[Text to read]:
The thinker, by contrast, is a tranquil absorbed youth even in old age. Heidegger comments regarding thinker Heraclitus’s Fragment 52: “The Geschick of being, a child that plays …the being of beings (Heidegger, 1991b, 113).” We will see that restlessness being brought to repose with a calm mind is what Heidegger argues as the purpose the Greeks had for philosophy. Aristotle clarified only a beast, or a god, delights in solitude (Politics 1253a28), and so we picture the general tragic character of the masses (hoi polloi) apart from their distractions as cabin fever. Lucretius for instance speaks of the restless lives of the Roman rich pursued relentlessly by anxiety and boredom. Regarding Aristotle’s Theoria, Heidegger comments “[T]he ‘useful’ as ‘what makes someone whole,’ that is, what makes the human being at home with himself … In Greek Theoria is pure repose, the highest form of energeia, the highest manner of putting-oneself into-work without regard for all machinations. It is the letting come to presence of presencing itself. (Heidegger, 2001b, 160-61).”

[Entries shown]:
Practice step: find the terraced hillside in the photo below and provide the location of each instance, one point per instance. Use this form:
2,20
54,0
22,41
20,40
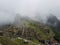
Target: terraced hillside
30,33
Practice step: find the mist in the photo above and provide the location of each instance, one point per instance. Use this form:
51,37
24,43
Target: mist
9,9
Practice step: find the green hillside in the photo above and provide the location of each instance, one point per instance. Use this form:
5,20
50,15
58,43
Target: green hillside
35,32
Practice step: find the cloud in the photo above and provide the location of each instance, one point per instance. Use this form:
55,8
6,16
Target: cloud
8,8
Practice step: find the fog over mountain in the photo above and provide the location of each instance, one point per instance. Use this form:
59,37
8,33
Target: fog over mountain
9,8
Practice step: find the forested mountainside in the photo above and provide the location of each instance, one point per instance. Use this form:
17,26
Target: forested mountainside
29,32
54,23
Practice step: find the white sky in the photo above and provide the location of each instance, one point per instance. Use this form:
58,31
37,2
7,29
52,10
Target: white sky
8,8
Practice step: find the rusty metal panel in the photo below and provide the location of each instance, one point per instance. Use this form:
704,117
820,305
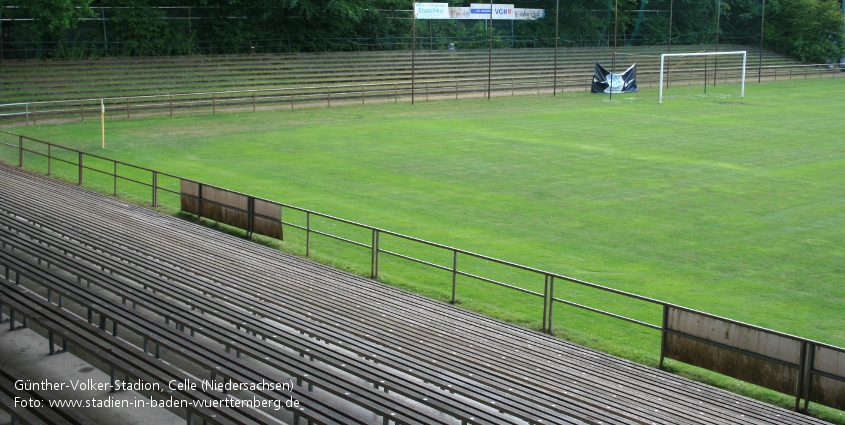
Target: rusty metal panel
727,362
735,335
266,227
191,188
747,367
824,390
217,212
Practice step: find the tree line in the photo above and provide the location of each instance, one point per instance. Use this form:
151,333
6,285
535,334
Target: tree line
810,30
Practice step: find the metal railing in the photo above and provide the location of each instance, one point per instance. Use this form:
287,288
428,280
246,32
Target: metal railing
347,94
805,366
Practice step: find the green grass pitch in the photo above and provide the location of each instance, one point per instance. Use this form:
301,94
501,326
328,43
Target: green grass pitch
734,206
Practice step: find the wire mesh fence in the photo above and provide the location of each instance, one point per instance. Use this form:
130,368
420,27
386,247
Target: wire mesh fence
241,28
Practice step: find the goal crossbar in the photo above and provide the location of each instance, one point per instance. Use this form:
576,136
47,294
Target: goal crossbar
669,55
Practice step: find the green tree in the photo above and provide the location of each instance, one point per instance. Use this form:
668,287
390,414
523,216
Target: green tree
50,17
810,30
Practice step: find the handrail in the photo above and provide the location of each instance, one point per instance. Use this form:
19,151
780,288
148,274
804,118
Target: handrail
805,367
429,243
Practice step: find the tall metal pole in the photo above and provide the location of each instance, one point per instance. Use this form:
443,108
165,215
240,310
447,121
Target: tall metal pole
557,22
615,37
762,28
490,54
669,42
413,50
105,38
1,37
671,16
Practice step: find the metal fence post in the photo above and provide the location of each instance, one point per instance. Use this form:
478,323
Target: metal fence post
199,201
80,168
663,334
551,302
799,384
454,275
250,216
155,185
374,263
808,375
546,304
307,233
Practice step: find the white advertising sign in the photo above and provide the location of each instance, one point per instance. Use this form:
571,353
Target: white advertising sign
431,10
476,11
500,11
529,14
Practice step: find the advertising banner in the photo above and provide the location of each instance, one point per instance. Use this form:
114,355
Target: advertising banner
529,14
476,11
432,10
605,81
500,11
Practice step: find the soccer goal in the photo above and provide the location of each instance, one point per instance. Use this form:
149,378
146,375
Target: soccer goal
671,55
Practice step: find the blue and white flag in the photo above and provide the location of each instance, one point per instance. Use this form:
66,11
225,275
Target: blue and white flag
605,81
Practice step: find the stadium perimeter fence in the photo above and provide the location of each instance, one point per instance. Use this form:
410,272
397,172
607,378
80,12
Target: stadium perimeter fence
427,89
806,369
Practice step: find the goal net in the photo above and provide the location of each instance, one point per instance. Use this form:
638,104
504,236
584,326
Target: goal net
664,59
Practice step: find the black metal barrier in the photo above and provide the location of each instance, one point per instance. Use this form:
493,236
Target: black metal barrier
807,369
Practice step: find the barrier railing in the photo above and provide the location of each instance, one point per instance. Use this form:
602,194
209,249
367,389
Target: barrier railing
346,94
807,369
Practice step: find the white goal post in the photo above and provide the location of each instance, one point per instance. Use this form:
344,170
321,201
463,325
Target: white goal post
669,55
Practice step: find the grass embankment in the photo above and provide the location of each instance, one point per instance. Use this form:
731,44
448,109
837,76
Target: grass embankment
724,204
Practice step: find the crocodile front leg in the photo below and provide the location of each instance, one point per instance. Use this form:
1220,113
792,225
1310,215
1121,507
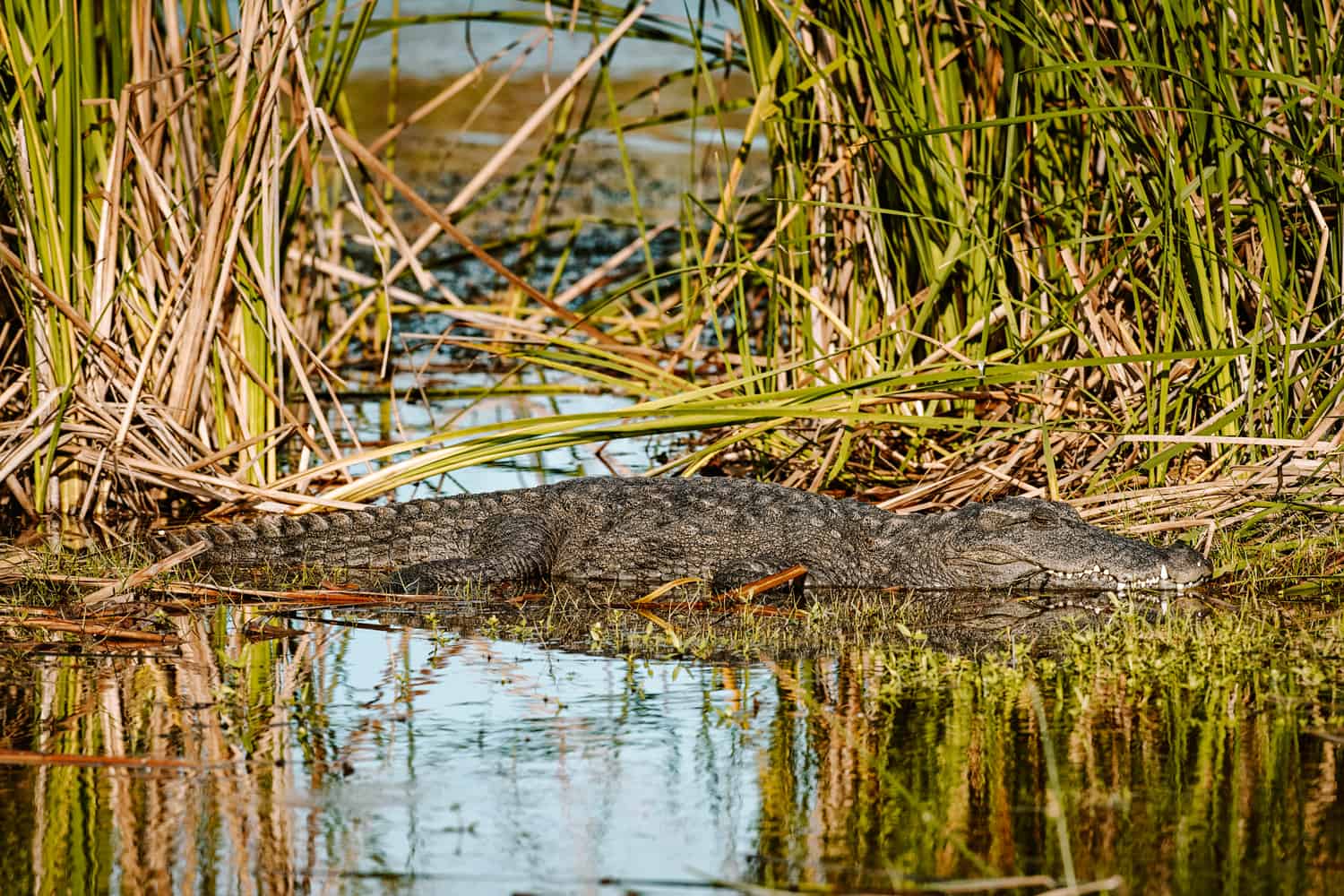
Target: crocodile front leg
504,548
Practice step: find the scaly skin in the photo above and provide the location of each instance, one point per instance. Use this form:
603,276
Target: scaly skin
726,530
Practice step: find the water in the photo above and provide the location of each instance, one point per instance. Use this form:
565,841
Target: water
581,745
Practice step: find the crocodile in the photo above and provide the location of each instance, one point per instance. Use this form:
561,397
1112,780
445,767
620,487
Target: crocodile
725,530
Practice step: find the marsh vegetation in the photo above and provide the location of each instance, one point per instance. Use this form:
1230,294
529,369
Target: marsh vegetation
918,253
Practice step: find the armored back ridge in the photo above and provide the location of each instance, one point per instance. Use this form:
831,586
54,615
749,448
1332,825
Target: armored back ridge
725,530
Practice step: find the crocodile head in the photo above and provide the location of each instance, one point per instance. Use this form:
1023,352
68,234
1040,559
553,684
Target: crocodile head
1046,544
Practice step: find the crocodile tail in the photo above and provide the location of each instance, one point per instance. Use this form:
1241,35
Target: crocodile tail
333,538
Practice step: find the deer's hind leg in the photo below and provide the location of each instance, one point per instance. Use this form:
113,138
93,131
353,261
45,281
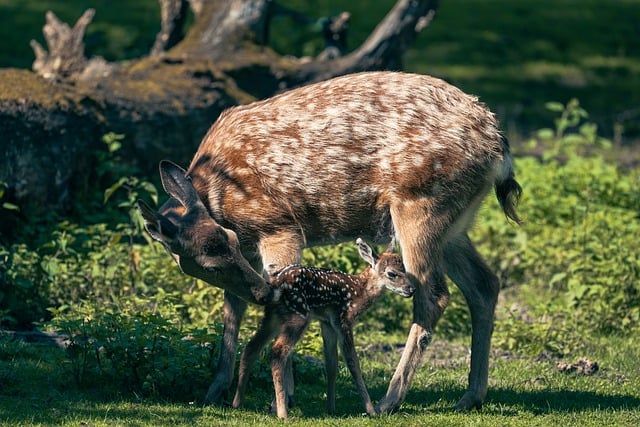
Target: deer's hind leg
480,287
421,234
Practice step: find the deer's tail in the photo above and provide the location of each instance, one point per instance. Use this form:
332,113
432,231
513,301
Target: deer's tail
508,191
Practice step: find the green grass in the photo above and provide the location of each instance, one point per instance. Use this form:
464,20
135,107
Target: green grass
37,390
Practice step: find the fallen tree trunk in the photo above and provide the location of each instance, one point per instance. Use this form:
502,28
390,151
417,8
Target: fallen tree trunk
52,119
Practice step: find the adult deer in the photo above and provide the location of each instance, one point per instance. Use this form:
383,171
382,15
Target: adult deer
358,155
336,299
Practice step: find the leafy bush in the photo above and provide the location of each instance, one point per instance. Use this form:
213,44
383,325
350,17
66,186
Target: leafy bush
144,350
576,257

[Set problem A]:
Answer these from the passage on Heidegger:
(i) According to Aristotle, who delights in solitude?
(ii) Lucretius speaks of the restless lives of which group?
(iii) In Greek, what is Theoria, as Heidegger describes it?
[Set problem B]: Gather every line of the records that contains the word "hillside".
The records have no connection to the passage on Heidegger.

[Worked solution A]:
(i) Only a beast or a god.
(ii) The Roman rich, who are pursued relentlessly by anxiety and boredom.
(iii) Pure repose, the highest form of energeia.

[Worked solution B]:
Practice step: find the terraced hillside in the photo below and provide the location of each instance, one point per instance. Use this form:
Target: terraced hillside
Practice step: find the green hillside in the photo above and provide the location of each instance, one point per instance. Use this form:
Target: green hillside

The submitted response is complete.